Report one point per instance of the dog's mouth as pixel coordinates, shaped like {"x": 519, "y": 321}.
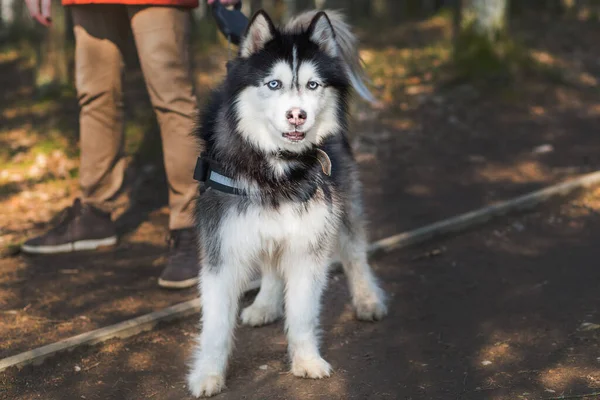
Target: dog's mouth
{"x": 294, "y": 136}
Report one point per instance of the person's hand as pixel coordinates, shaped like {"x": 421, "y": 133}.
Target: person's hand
{"x": 224, "y": 2}
{"x": 40, "y": 10}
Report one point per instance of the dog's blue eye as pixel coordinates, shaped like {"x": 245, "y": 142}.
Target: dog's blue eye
{"x": 274, "y": 84}
{"x": 312, "y": 85}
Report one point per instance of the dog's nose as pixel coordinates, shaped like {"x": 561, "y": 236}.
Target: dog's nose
{"x": 296, "y": 116}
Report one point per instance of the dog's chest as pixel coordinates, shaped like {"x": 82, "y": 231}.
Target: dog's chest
{"x": 299, "y": 223}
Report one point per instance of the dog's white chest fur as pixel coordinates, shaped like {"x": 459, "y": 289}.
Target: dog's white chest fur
{"x": 292, "y": 227}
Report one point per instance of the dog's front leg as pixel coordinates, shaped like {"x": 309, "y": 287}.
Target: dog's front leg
{"x": 220, "y": 287}
{"x": 305, "y": 281}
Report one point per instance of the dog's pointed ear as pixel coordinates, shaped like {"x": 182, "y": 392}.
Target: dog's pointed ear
{"x": 321, "y": 32}
{"x": 260, "y": 30}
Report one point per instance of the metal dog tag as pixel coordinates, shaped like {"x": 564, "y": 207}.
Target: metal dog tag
{"x": 325, "y": 162}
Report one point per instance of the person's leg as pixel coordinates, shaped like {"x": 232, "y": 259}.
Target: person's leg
{"x": 100, "y": 34}
{"x": 162, "y": 38}
{"x": 100, "y": 31}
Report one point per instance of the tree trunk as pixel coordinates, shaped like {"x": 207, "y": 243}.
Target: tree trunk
{"x": 53, "y": 51}
{"x": 486, "y": 18}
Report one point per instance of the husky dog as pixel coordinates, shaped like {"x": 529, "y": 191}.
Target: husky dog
{"x": 282, "y": 194}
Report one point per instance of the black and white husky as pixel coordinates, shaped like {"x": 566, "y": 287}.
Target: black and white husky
{"x": 283, "y": 192}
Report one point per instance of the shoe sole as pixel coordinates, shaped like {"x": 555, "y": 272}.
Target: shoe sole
{"x": 80, "y": 245}
{"x": 178, "y": 284}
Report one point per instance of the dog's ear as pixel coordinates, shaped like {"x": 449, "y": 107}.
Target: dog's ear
{"x": 260, "y": 30}
{"x": 321, "y": 32}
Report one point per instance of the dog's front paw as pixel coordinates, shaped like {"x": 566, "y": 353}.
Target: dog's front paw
{"x": 203, "y": 385}
{"x": 314, "y": 368}
{"x": 371, "y": 307}
{"x": 255, "y": 315}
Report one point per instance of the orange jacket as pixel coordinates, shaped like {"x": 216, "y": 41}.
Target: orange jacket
{"x": 178, "y": 3}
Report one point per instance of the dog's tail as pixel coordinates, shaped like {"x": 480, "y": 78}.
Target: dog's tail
{"x": 347, "y": 43}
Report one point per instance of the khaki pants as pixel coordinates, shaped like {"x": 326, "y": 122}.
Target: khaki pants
{"x": 161, "y": 37}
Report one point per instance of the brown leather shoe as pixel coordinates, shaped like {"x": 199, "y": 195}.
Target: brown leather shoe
{"x": 183, "y": 266}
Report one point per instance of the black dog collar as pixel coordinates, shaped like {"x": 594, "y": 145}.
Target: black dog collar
{"x": 209, "y": 172}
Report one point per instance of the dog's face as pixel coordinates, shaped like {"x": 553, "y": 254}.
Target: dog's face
{"x": 295, "y": 85}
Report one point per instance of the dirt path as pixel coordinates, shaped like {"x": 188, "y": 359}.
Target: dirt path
{"x": 506, "y": 312}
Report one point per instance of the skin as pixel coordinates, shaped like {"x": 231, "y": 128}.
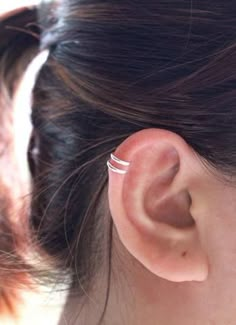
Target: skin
{"x": 182, "y": 260}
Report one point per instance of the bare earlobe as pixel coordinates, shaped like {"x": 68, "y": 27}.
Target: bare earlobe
{"x": 150, "y": 205}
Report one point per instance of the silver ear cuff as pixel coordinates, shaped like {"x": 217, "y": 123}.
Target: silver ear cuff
{"x": 118, "y": 161}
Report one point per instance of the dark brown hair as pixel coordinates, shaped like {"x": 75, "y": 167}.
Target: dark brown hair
{"x": 116, "y": 67}
{"x": 17, "y": 48}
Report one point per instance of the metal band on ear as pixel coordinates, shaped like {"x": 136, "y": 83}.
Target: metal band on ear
{"x": 118, "y": 161}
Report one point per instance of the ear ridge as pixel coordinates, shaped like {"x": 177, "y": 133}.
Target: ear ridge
{"x": 155, "y": 178}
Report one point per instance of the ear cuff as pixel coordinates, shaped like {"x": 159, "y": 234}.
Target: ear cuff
{"x": 118, "y": 161}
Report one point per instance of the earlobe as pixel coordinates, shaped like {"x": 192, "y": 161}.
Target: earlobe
{"x": 150, "y": 205}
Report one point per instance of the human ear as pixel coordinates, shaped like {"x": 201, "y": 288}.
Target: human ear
{"x": 150, "y": 204}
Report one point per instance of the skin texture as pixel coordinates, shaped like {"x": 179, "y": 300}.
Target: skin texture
{"x": 182, "y": 261}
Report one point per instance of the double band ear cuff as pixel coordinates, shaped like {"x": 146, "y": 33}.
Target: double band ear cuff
{"x": 118, "y": 161}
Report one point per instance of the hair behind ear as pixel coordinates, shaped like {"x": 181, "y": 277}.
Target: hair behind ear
{"x": 18, "y": 46}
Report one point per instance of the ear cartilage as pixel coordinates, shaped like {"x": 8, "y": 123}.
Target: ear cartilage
{"x": 118, "y": 161}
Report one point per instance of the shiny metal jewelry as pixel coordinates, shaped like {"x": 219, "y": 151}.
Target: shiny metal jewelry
{"x": 118, "y": 161}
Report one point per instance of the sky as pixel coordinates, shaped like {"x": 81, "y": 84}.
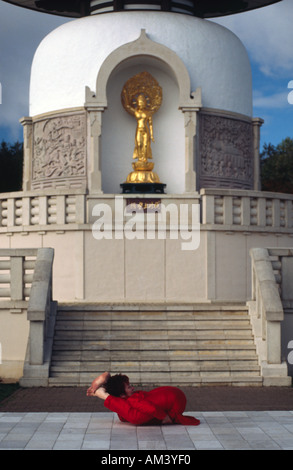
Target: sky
{"x": 266, "y": 33}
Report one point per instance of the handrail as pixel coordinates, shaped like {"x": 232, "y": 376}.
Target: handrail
{"x": 39, "y": 307}
{"x": 267, "y": 313}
******
WRITTEN PROBLEM – Rewrite the lines from the one containing "Report one point per instance of the human" through the last line, both included, leaving out the pictures. Multiply every coordinate in the answers by 1.55 and round it to a whole number, with halves rounded up; keep all other numbers as they are.

ANSWER TO THIS TASK –
Report one point per instance of the human ear as pixel coordinates, shaped like {"x": 201, "y": 288}.
Target: human ear
{"x": 233, "y": 316}
Report one point per instance of the skin texture as pixel coordinates, shaped like {"x": 179, "y": 300}.
Target: skin texture
{"x": 282, "y": 405}
Report one point per instance of the double band ear cuff as pixel coordinates, shaped like {"x": 146, "y": 33}.
Target: double band ear cuff
{"x": 183, "y": 250}
Report one point per instance of the hair behind ear as pixel coordinates, shaped like {"x": 181, "y": 277}.
Target: hair behind ear
{"x": 28, "y": 71}
Report one point per instance of the ear cartilage as pixel coordinates, shaped like {"x": 8, "y": 123}.
Target: ear cartilage
{"x": 183, "y": 250}
Report one point per instance of the shiny metal jewelry as pixel coordinates, shaped like {"x": 219, "y": 151}.
Target: shiny metal jewelry
{"x": 183, "y": 250}
Report one point per instance of the sky as pixel coordinates, shaped like {"x": 81, "y": 84}.
Target: sky
{"x": 412, "y": 51}
Report one point per instance of the handrail as pixel coordinates, shaped like {"x": 232, "y": 376}.
Target: handrail
{"x": 60, "y": 476}
{"x": 414, "y": 485}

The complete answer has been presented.